* **The task**
Copy every line of the data that includes the string "gray".

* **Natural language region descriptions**
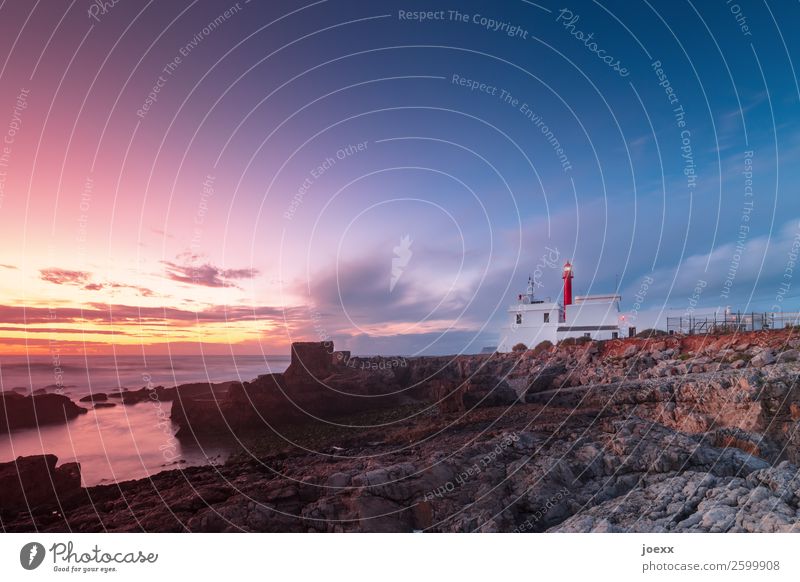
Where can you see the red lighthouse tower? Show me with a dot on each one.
(567, 276)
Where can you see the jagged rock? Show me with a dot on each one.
(17, 411)
(30, 482)
(96, 397)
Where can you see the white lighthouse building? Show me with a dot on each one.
(531, 321)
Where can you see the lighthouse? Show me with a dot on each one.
(533, 320)
(567, 276)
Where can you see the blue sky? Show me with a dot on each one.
(487, 138)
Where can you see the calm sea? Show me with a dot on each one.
(123, 442)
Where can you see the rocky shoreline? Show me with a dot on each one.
(666, 434)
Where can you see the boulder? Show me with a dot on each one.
(98, 397)
(17, 411)
(34, 481)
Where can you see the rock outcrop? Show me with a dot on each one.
(665, 434)
(17, 411)
(35, 483)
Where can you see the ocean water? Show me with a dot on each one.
(126, 441)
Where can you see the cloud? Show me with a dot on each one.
(119, 313)
(64, 276)
(207, 275)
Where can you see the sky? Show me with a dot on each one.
(229, 177)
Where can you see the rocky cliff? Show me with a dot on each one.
(666, 434)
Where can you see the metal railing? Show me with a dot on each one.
(732, 322)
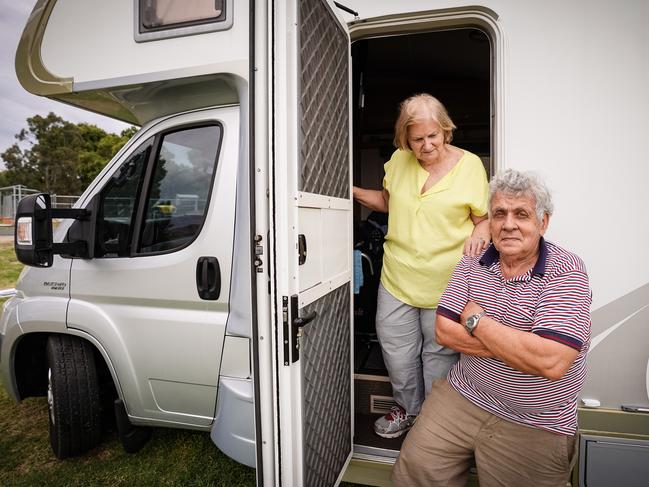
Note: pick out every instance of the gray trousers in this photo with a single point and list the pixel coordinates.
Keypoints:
(412, 356)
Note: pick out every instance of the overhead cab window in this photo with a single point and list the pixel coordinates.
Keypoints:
(160, 19)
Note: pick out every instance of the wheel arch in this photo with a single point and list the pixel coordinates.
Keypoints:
(30, 363)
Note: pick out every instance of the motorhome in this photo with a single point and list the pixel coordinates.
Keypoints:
(205, 279)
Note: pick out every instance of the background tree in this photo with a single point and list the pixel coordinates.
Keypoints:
(57, 156)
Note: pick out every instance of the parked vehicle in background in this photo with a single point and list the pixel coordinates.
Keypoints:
(204, 279)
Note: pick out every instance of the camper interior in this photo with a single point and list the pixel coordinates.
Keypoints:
(456, 67)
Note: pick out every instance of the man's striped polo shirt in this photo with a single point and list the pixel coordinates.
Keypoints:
(551, 300)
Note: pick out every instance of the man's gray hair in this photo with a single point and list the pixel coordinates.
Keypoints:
(518, 183)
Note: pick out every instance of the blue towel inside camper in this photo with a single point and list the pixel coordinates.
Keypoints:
(358, 271)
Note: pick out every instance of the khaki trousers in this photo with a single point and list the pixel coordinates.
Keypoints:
(451, 431)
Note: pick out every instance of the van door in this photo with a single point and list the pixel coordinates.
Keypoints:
(311, 228)
(155, 296)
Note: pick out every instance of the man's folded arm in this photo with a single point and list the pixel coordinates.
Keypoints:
(450, 333)
(526, 351)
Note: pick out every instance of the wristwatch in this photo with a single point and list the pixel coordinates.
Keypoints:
(472, 322)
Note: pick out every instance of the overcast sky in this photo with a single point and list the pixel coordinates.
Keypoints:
(16, 103)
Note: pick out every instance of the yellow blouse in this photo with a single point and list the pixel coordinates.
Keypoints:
(426, 232)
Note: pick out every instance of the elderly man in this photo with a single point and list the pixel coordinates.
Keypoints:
(519, 315)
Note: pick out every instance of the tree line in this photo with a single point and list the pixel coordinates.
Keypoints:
(59, 157)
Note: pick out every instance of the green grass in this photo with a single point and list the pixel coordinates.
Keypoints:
(170, 458)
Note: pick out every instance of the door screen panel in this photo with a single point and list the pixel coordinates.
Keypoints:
(326, 376)
(324, 105)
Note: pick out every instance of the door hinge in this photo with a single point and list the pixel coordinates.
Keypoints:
(297, 327)
(259, 250)
(285, 327)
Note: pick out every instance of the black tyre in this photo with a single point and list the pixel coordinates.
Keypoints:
(72, 396)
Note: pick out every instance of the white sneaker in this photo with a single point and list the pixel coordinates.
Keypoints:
(394, 424)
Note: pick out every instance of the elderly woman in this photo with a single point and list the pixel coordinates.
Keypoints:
(436, 197)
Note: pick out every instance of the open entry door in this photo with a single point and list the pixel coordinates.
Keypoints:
(311, 227)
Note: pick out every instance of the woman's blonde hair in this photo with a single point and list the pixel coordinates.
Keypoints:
(418, 108)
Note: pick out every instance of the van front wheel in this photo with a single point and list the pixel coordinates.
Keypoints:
(72, 396)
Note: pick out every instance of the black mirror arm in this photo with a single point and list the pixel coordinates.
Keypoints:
(70, 213)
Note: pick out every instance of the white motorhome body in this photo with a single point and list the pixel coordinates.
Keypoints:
(256, 117)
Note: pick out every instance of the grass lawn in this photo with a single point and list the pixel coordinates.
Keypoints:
(171, 457)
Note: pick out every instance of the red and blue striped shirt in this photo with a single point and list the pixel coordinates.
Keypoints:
(551, 300)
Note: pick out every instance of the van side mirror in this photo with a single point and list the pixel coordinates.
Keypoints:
(33, 233)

* **Written solution**
Note: pick out every instance of the gray trousers in this photo with a single point and list the pixel coordinates.
Note: pick out every instance of the man's gray hair in this photo with a single point and list the pixel coordinates.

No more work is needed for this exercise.